Point annotation records:
__________________________________________________

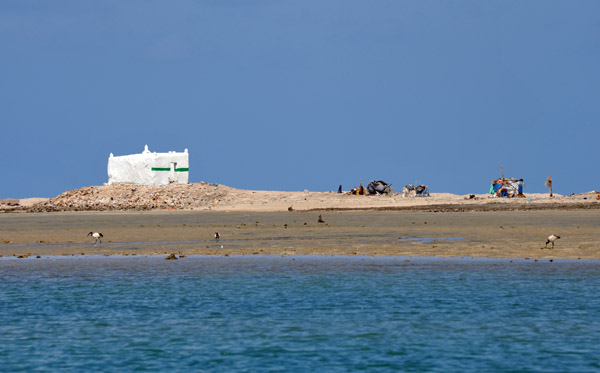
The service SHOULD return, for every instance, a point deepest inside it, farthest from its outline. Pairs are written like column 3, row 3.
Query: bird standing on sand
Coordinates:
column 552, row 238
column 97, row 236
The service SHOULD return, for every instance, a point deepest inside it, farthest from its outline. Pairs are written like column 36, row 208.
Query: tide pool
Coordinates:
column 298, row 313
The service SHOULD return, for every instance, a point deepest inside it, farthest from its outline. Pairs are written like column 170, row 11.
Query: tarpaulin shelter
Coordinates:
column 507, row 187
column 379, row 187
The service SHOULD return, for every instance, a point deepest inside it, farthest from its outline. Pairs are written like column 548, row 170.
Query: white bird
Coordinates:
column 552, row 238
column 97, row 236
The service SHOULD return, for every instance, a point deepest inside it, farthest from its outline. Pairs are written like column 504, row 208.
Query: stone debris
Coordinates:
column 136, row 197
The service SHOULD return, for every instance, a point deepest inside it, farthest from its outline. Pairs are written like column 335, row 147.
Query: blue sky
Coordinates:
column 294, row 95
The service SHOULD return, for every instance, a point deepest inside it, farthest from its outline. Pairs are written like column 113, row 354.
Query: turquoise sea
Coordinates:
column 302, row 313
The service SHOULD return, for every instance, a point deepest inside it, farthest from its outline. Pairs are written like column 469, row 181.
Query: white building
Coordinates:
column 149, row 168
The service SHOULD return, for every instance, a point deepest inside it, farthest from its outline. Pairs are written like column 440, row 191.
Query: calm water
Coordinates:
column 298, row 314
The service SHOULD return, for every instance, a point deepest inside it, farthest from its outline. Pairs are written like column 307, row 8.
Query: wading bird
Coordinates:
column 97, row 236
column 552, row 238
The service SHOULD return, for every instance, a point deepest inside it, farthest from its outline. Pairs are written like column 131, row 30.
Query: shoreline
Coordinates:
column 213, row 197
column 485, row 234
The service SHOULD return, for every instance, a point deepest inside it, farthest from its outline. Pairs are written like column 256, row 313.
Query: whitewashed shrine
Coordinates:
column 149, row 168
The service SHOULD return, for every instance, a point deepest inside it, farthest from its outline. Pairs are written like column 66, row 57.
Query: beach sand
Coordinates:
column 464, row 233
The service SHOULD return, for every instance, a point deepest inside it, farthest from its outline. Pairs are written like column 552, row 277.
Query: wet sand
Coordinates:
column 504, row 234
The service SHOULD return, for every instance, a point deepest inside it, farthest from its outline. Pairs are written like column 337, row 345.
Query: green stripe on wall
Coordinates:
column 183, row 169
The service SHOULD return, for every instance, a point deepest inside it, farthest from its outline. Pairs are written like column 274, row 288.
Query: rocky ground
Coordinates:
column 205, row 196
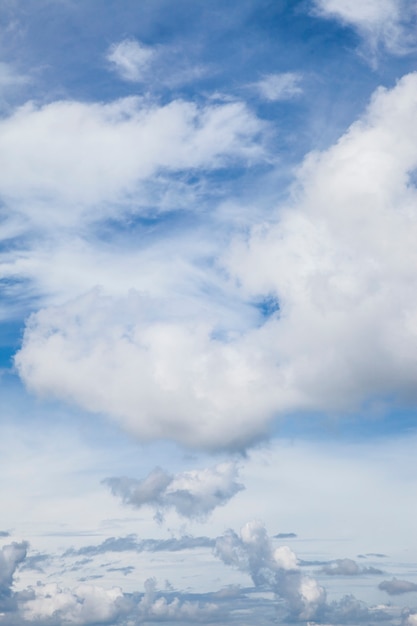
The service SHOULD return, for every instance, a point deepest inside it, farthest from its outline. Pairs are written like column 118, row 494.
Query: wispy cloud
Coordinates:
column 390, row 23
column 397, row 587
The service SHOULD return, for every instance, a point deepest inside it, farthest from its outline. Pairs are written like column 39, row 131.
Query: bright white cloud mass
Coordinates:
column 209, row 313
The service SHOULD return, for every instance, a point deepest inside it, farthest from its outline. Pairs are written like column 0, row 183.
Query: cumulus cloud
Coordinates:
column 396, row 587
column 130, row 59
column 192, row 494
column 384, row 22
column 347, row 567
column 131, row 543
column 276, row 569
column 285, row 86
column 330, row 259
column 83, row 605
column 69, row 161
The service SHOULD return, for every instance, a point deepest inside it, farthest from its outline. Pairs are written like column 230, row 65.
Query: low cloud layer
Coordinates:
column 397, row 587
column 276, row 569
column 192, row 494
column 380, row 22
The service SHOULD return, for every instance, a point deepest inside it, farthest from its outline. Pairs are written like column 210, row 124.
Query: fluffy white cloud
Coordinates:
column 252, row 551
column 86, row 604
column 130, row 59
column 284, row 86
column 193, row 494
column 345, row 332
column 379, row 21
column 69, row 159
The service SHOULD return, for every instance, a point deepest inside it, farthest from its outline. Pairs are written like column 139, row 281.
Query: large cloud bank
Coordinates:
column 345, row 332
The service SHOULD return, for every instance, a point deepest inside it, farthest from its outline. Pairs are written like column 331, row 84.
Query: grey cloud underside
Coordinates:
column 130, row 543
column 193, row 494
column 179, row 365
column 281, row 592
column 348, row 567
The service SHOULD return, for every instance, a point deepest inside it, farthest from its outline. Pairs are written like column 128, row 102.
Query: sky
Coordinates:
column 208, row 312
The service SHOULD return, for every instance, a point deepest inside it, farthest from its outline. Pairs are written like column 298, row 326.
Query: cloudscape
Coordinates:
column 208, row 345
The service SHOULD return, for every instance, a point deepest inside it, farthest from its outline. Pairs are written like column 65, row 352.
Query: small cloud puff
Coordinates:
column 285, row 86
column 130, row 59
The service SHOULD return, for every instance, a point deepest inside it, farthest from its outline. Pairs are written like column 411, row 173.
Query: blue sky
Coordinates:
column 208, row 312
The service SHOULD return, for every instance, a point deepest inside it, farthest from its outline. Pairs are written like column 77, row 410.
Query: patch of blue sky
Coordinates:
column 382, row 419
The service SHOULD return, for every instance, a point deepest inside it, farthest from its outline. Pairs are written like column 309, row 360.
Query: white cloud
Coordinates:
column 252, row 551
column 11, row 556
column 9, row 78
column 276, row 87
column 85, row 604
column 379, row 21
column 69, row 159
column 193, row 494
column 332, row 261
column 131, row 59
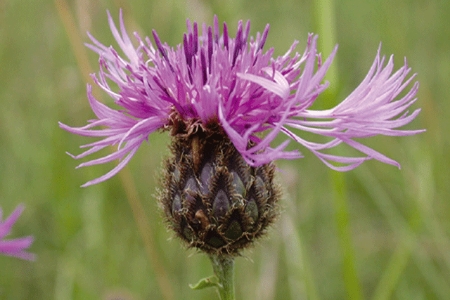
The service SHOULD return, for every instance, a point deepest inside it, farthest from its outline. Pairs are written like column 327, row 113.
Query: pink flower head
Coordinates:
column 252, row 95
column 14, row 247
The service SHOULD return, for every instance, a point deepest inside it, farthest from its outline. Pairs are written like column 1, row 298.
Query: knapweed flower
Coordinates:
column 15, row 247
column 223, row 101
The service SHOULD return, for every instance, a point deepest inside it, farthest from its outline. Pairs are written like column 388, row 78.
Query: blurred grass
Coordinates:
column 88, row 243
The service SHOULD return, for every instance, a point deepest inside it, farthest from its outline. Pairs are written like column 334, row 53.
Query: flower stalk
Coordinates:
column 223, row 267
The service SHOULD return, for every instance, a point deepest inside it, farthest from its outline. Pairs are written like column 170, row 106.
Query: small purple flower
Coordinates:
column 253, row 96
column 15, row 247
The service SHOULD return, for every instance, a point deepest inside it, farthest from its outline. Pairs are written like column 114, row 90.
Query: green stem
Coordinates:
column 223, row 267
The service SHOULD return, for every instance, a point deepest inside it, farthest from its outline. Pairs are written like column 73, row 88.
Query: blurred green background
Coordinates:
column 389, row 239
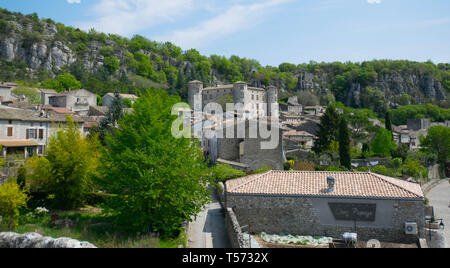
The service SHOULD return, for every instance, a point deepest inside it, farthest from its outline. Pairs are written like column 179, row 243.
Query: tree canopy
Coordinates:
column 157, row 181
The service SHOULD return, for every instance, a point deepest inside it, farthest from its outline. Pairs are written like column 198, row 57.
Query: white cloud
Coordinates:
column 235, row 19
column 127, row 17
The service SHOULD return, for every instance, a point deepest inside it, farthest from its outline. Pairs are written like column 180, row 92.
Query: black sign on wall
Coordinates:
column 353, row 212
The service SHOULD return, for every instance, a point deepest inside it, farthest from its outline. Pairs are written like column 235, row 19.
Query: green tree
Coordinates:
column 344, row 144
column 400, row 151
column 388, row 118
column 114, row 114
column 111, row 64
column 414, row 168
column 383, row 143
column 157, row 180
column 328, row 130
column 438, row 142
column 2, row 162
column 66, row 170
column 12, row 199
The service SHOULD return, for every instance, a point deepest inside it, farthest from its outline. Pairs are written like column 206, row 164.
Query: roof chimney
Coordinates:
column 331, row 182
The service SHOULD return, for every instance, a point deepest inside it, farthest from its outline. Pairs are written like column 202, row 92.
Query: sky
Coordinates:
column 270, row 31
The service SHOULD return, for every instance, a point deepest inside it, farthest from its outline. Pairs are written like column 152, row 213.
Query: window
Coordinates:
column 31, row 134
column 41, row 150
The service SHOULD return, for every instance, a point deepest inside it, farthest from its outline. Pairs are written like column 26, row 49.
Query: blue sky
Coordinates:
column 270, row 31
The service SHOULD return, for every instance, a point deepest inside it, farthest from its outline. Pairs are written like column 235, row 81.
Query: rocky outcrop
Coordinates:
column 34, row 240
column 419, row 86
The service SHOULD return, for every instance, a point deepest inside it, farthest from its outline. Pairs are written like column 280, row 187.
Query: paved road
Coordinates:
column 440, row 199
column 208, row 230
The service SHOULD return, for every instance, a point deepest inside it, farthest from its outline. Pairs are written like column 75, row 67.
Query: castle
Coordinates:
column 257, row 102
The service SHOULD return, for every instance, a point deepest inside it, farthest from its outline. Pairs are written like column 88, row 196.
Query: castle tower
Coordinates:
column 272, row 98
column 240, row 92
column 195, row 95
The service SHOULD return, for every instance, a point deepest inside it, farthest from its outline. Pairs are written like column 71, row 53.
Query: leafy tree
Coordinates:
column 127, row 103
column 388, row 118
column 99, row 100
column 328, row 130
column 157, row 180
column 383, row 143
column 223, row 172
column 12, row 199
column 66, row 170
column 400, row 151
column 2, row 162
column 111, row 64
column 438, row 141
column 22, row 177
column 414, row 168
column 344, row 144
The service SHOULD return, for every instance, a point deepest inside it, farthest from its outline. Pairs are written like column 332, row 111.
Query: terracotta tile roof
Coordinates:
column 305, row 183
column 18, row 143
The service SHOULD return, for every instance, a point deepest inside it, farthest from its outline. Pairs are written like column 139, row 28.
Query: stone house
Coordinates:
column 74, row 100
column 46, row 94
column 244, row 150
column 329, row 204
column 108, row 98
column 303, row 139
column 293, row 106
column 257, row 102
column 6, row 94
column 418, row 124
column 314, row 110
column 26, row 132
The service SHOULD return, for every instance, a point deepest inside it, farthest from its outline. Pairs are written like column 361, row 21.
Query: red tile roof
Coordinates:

__________________________________________________

Task brief: Please print the rows exactly, from their start through the line containing "column 294, row 95", both ends included. Leave the pictures out.

Full answer:
The service SHOULD return, for every instance, a point deepest inside it, farthest from its outline. Pairs are written like column 3, row 3.
Query: bird standing on sand
Coordinates:
column 552, row 238
column 97, row 236
The service SHOULD return, for every instance, a point deepest inside it, farthest from its outline. Pairs are written like column 36, row 208.
Query: tide pool
Coordinates:
column 298, row 313
The service SHOULD return, for every instance, a point deepest inside it, farthest from its outline. Pairs are written like column 170, row 11.
Query: tarpaulin shelter
Coordinates:
column 507, row 187
column 379, row 187
The service SHOULD return, for every instance, a point deepest inside it, farthest from its outline. Pairs are written like column 548, row 170.
Query: white bird
Coordinates:
column 552, row 238
column 97, row 236
The service SHOULD return, for every instance, a point deepest inside it, farthest from its outline. Pairs are written like column 504, row 208.
Query: stone debris
Coordinates:
column 136, row 197
The service SHOULD return, for every instance, a point deepest inside it, farthest from its outline. Pairs are written like column 335, row 147.
Query: blue sky
Coordinates:
column 294, row 95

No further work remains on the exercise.